## Stated problem
Count the lines in the records below that contain the string "dark", with uppercase and lowercase letters treated as different. Reply with the number alone.

Excerpts from point annotation data:
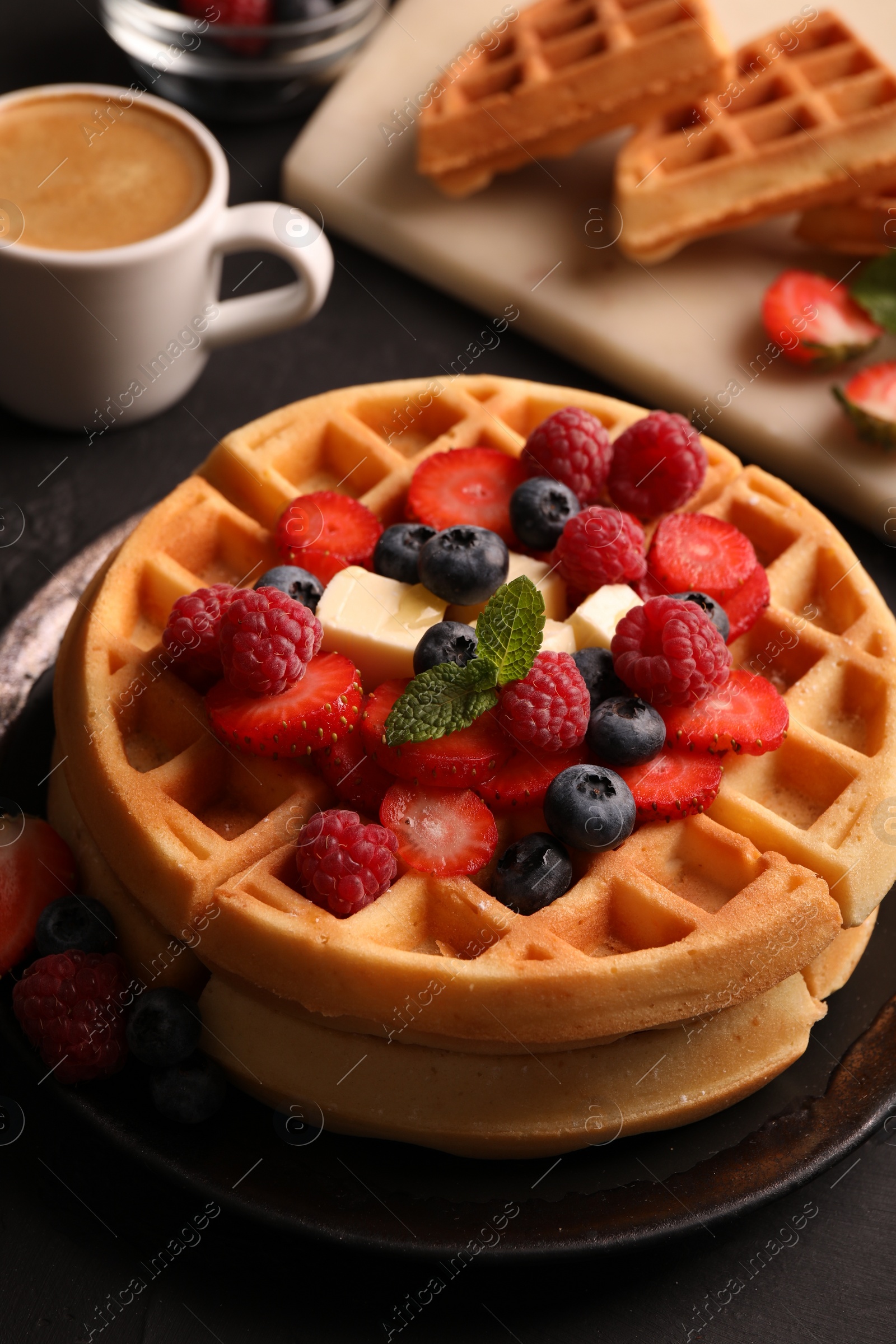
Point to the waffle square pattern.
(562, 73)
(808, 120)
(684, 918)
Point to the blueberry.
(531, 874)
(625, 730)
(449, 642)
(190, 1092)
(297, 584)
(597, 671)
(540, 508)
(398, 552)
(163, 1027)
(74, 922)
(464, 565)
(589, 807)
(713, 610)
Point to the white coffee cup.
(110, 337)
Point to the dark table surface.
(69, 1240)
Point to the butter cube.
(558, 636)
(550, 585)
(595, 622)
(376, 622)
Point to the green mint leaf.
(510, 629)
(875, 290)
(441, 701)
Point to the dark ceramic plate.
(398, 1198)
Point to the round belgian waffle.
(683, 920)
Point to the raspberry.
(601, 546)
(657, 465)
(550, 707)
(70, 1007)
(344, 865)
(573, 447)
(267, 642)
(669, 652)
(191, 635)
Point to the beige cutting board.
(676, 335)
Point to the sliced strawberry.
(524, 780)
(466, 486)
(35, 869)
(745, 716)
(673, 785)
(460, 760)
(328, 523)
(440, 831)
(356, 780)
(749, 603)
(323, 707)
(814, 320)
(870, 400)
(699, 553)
==
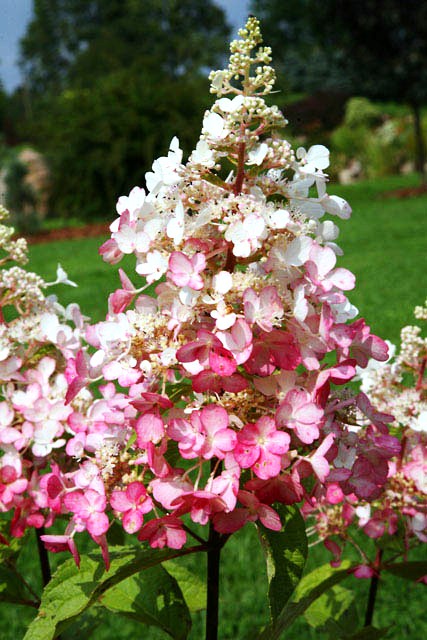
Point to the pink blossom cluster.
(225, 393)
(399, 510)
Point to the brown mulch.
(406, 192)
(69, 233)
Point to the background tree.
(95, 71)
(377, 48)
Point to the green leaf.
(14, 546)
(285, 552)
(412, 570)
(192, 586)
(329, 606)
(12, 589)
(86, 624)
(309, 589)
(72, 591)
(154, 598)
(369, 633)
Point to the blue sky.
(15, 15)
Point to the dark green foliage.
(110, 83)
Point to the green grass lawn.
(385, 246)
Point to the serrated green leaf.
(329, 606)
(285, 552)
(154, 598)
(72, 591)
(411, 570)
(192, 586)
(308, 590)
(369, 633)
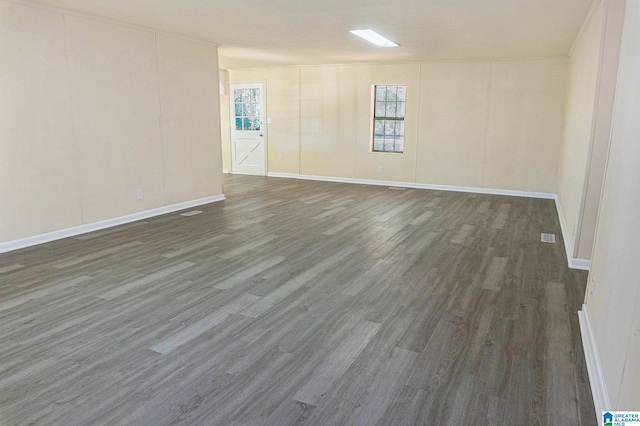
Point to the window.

## Solution for this task
3